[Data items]
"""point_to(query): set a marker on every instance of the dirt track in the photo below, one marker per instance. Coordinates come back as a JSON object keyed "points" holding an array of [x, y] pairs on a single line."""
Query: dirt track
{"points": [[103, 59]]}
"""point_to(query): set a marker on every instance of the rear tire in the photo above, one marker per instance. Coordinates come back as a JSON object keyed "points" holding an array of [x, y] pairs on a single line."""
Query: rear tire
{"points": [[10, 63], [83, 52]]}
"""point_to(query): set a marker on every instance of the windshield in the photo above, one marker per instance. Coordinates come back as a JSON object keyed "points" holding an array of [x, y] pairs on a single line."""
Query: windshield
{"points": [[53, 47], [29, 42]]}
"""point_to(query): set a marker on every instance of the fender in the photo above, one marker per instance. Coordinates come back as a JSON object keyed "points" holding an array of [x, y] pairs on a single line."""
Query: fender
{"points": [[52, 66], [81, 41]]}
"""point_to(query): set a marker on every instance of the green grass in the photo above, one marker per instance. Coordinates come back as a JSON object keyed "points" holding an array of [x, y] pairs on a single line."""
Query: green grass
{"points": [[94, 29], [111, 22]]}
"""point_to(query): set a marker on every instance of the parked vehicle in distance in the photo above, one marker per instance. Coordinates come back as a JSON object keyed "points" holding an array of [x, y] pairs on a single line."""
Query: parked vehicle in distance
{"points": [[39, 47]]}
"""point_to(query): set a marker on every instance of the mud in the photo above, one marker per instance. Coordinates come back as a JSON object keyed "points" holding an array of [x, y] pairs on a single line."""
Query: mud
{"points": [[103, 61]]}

Task objective – Reproduce all of the lines above verbatim, keeping them in their original order.

Solved problem –
"""point_to(query): set a marker on every instance of the dirt track in the photo below, one marker per instance. Coordinates come back as a JSON object keyed "points" holding an array of [x, y] pairs on a single line."""
Query: dirt track
{"points": [[103, 59]]}
"""point_to(query): set a marker on every instance of the rear tire in the photo above, one marker per instance. Coordinates come back as a JSON object keyed "points" holding an array of [x, y] pairs on a single line."""
Query: rear tire
{"points": [[10, 63], [83, 52]]}
"""point_to(query): set a marker on every instance of the windshield in the photo above, one marker per instance. Coordinates come back as a JSON object keyed "points" holding an array of [x, y] pairs on a single line."""
Query: windshield
{"points": [[53, 47], [29, 42]]}
"""point_to(query): set a marker on every instance of the fender in the photo above, one marker per instance. Coordinates come back as a JSON object keyed "points" holding an array of [x, y] pairs on a single line."""
Query: fender
{"points": [[52, 66], [81, 41]]}
"""point_to(query): set a marker on every instance of the green grass in the photo above, one marker per instance. Coordinates come back as a JSON object keyed "points" holding an array of [x, y] pairs on a single line."""
Query: green grass
{"points": [[94, 29], [111, 22]]}
"""point_to(query): set a marker on every instance of the parked vehicle in distance in the photo above, one marker per instance. Coordinates come back as a JSON object keyed "points" holding an array of [x, y] pairs on a single line."""
Query: parked vehicle in distance
{"points": [[39, 47]]}
"""point_to(query): set a marker on every instance of the mud in the photo above, one marker per instance. Coordinates come back as a JSON object keyed "points" holding an array of [x, y] pairs on a single line."""
Query: mud
{"points": [[103, 61]]}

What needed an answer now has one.